TASK DETAILS: In the records that follow, find each line with the word "bridge" and copy it.

********************

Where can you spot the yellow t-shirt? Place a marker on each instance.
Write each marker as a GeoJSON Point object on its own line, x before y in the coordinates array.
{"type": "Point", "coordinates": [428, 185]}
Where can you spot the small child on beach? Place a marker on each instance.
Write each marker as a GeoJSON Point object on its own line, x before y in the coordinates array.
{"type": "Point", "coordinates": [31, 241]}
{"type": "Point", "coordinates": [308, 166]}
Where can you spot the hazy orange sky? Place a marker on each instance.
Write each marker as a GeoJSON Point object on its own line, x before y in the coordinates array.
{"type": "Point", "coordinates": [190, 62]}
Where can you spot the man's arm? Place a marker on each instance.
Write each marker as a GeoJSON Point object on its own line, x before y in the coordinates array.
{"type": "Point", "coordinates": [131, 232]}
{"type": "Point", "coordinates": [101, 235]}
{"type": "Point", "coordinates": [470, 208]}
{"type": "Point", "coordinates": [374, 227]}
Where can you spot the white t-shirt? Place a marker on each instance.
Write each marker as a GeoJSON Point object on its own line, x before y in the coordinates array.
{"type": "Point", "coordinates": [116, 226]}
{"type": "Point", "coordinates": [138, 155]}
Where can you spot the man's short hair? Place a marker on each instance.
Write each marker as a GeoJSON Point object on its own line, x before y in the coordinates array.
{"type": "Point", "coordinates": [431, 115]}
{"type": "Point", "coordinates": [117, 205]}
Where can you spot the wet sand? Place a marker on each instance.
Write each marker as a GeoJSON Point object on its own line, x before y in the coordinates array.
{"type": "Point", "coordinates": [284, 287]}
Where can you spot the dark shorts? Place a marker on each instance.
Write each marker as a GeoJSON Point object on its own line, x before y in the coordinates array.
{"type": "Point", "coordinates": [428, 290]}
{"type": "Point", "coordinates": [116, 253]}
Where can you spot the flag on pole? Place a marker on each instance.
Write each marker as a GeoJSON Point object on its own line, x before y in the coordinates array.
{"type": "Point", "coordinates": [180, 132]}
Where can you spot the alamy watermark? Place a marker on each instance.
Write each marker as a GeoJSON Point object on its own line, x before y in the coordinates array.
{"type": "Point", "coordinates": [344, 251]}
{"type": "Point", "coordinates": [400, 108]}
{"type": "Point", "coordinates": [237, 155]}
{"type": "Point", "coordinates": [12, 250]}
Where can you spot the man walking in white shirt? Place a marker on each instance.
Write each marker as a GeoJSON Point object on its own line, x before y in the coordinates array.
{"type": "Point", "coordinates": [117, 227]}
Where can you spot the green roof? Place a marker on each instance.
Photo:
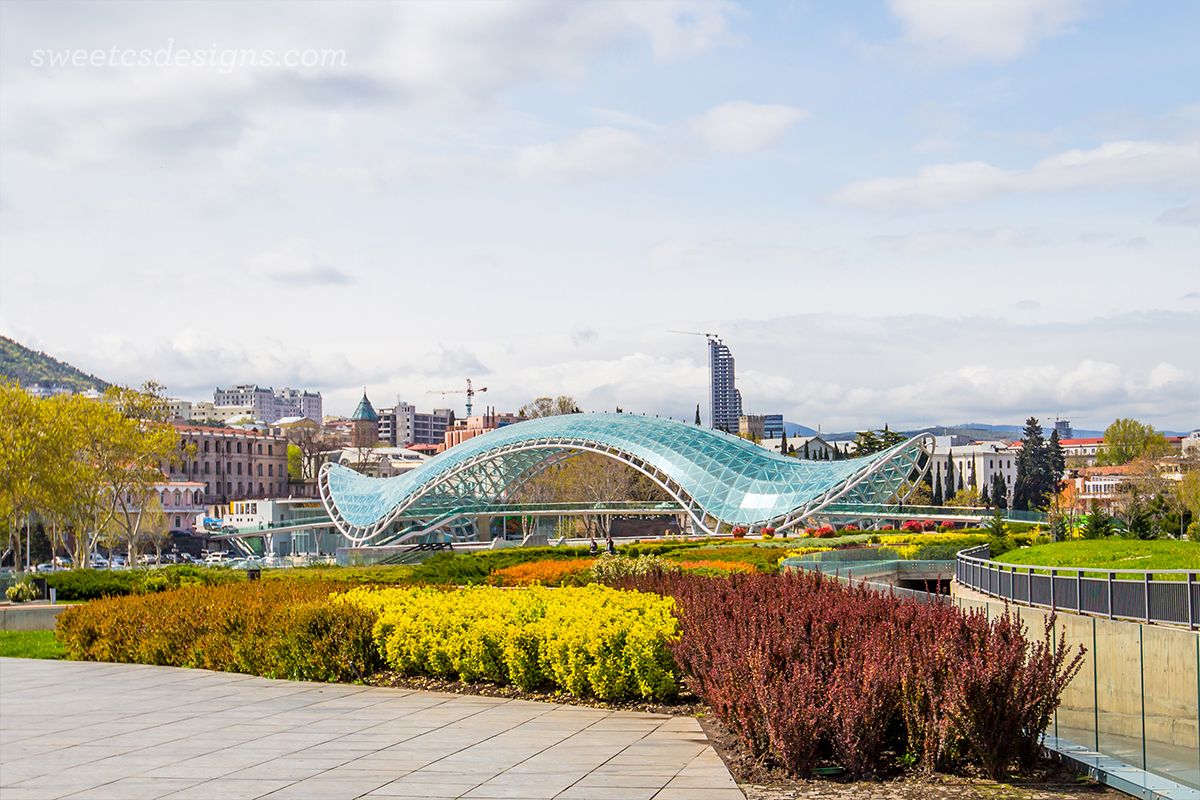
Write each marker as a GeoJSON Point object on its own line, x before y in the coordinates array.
{"type": "Point", "coordinates": [365, 411]}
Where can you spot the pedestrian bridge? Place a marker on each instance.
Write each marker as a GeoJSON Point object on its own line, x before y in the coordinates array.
{"type": "Point", "coordinates": [718, 480]}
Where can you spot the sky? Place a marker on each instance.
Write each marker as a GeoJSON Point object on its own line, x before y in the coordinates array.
{"type": "Point", "coordinates": [903, 211]}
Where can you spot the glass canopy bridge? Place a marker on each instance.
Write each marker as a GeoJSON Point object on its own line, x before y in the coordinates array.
{"type": "Point", "coordinates": [714, 480]}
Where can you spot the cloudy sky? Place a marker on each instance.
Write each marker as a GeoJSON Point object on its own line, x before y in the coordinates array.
{"type": "Point", "coordinates": [905, 211]}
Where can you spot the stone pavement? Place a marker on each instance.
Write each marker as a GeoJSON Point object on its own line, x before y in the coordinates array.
{"type": "Point", "coordinates": [127, 732]}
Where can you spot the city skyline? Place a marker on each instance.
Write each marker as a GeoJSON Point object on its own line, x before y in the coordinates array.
{"type": "Point", "coordinates": [889, 214]}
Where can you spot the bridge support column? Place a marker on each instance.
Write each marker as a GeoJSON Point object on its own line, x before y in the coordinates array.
{"type": "Point", "coordinates": [484, 528]}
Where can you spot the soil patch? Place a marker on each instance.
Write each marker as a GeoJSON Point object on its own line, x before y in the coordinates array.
{"type": "Point", "coordinates": [763, 781]}
{"type": "Point", "coordinates": [684, 705]}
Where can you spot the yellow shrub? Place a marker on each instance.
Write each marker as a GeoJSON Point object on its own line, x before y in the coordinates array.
{"type": "Point", "coordinates": [591, 641]}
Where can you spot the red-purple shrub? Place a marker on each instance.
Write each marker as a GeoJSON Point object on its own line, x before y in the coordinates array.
{"type": "Point", "coordinates": [807, 671]}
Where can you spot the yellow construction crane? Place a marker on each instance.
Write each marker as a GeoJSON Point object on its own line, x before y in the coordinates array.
{"type": "Point", "coordinates": [469, 392]}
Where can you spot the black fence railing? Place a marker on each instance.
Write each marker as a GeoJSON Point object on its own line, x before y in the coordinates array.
{"type": "Point", "coordinates": [1169, 596]}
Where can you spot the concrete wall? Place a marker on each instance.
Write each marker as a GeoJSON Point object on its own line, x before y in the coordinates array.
{"type": "Point", "coordinates": [1134, 679]}
{"type": "Point", "coordinates": [29, 618]}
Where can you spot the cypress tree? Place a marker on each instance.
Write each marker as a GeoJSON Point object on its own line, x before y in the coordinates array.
{"type": "Point", "coordinates": [1035, 482]}
{"type": "Point", "coordinates": [1057, 458]}
{"type": "Point", "coordinates": [949, 474]}
{"type": "Point", "coordinates": [999, 491]}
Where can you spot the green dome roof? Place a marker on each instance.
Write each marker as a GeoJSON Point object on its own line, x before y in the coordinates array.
{"type": "Point", "coordinates": [365, 411]}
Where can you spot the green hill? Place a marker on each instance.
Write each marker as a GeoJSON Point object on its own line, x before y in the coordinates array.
{"type": "Point", "coordinates": [28, 367]}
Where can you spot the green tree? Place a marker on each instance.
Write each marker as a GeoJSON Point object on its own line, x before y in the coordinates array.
{"type": "Point", "coordinates": [1057, 458]}
{"type": "Point", "coordinates": [948, 492]}
{"type": "Point", "coordinates": [1036, 479]}
{"type": "Point", "coordinates": [999, 491]}
{"type": "Point", "coordinates": [1098, 524]}
{"type": "Point", "coordinates": [1127, 440]}
{"type": "Point", "coordinates": [549, 407]}
{"type": "Point", "coordinates": [295, 462]}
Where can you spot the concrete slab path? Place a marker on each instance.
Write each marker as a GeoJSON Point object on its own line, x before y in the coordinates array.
{"type": "Point", "coordinates": [129, 732]}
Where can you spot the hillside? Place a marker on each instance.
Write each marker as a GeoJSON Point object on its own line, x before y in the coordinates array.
{"type": "Point", "coordinates": [29, 367]}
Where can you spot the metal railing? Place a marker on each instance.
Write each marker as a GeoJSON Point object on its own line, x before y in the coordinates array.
{"type": "Point", "coordinates": [1169, 596]}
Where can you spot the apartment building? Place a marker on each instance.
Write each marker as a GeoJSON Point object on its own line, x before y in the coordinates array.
{"type": "Point", "coordinates": [233, 464]}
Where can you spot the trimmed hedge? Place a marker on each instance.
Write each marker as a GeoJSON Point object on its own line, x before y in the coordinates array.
{"type": "Point", "coordinates": [591, 642]}
{"type": "Point", "coordinates": [91, 584]}
{"type": "Point", "coordinates": [273, 629]}
{"type": "Point", "coordinates": [805, 671]}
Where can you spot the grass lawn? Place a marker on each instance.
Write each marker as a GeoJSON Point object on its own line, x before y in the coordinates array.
{"type": "Point", "coordinates": [1110, 553]}
{"type": "Point", "coordinates": [30, 644]}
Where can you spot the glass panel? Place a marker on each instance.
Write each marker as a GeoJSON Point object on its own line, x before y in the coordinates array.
{"type": "Point", "coordinates": [1119, 684]}
{"type": "Point", "coordinates": [1075, 720]}
{"type": "Point", "coordinates": [1173, 745]}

********************

RESULT OF THE EXERCISE:
Where can you spot the pedestrian bridge? Place a marker on each instance.
Where can you spot the glass canopy bridge? Place a marker on each instance.
Where can you spot the bridge support column? Place a marker on each instance.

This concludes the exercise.